--- Start ---
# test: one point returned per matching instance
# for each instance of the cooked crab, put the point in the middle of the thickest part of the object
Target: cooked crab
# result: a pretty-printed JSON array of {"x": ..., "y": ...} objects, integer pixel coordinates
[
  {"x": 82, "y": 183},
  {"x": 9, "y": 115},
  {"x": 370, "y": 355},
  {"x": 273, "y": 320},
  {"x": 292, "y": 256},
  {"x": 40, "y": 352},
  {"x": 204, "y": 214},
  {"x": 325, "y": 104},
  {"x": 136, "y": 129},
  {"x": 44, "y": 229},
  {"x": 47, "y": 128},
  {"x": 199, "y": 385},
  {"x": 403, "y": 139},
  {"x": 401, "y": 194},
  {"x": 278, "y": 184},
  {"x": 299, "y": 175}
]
--- End ---
PROMPT —
Recast each line of the data above as a Markdown table with two columns, Index and Content. Number the rows in order and leave out any blank lines.

WRITTEN RESPONSE —
| Index | Content |
|---|---|
| 1 | # test: one point returned per matching instance |
| 2 | # for each instance of the cooked crab, put the point in the middle of the thickest part of the object |
| 3 | Target: cooked crab |
| 4 | # result: a pretty-printed JSON array of {"x": ..., "y": ...} objects, integer pixel coordinates |
| 5 | [ |
| 6 |   {"x": 82, "y": 183}, |
| 7 |   {"x": 9, "y": 115}, |
| 8 |   {"x": 370, "y": 355}, |
| 9 |   {"x": 273, "y": 320}, |
| 10 |   {"x": 292, "y": 256}, |
| 11 |   {"x": 40, "y": 352}, |
| 12 |   {"x": 204, "y": 214}, |
| 13 |   {"x": 325, "y": 104}, |
| 14 |   {"x": 136, "y": 129}, |
| 15 |   {"x": 44, "y": 229}, |
| 16 |   {"x": 47, "y": 128}, |
| 17 |   {"x": 199, "y": 385}, |
| 18 |   {"x": 403, "y": 139}, |
| 19 |   {"x": 401, "y": 194}, |
| 20 |   {"x": 278, "y": 184}, |
| 21 |   {"x": 299, "y": 175} |
| 22 | ] |